**Exercise details:** From the line with "point: bear's ear" to the final line of the records, reproduce every line exactly and only those lines.

━━━━

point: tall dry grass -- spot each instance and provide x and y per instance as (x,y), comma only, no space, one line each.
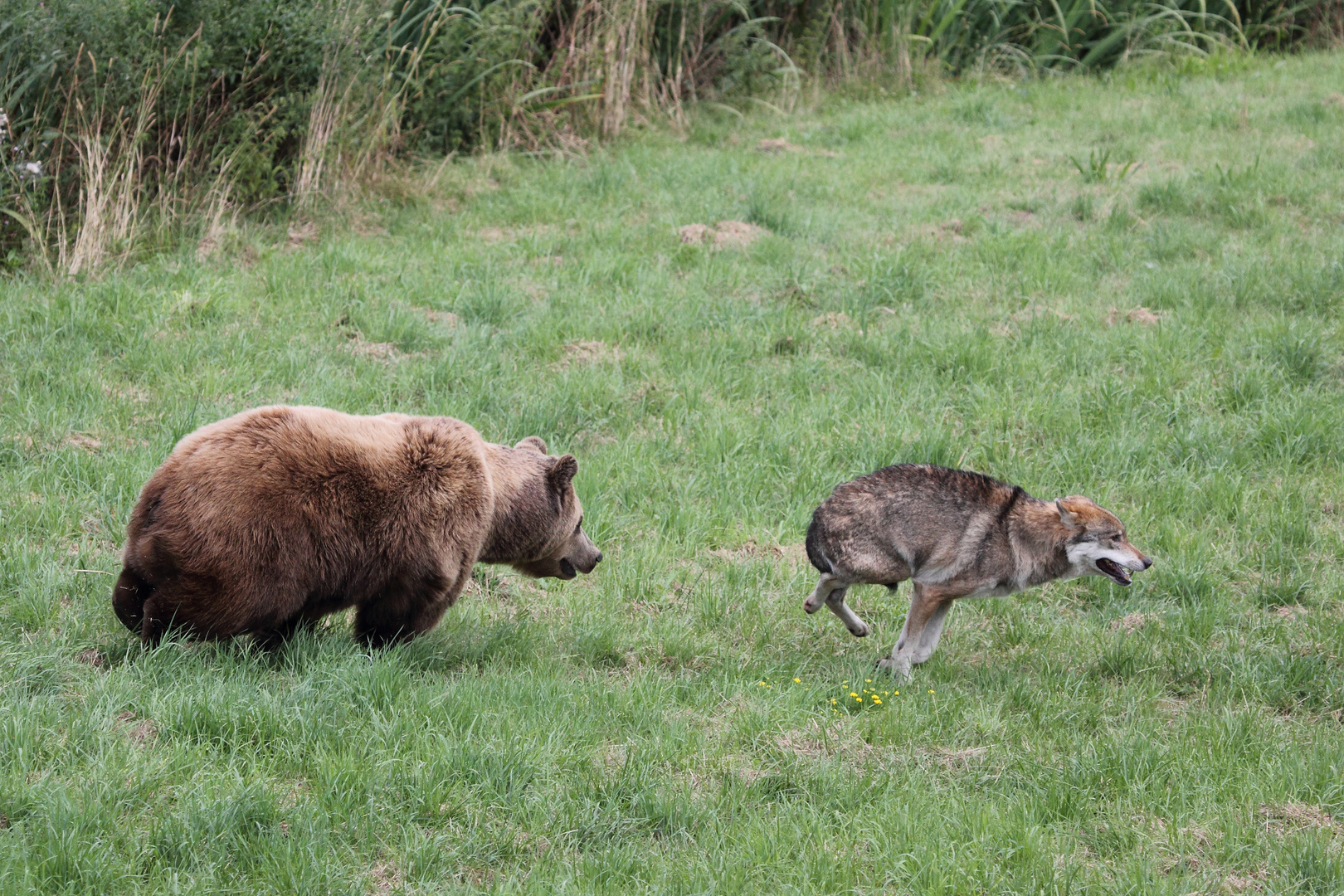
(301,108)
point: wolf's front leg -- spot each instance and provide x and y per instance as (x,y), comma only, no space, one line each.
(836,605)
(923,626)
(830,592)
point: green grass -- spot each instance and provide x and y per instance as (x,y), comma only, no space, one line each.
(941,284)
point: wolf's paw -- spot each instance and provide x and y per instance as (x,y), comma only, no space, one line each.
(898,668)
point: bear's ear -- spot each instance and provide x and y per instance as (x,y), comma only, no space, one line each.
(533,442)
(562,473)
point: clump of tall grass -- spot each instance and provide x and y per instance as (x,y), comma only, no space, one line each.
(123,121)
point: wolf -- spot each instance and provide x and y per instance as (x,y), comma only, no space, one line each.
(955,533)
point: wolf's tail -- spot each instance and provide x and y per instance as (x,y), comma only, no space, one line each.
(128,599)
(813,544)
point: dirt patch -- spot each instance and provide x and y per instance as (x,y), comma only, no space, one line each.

━━━━

**Expected answer:**
point: bear's ear -- spot each instance and provide x and y per instance as (x,y), comma only, no space, one line each.
(533,442)
(562,473)
point: clump of tall grass -- spot each instance and provide x and y per instance as (x,y), comma only, no space, one line each.
(123,121)
point: wolf -- spot each instance and provide x and y per instance as (x,y), comma only, no space, one line each.
(955,533)
point: wolf's tail -- spot each instance and provide x and y per instance as (x,y), comma only, no space, one line each.
(128,599)
(813,544)
point: dirt patch -- spot each instance and provide x and y per instance as (x,y), comma only, no space, one line each.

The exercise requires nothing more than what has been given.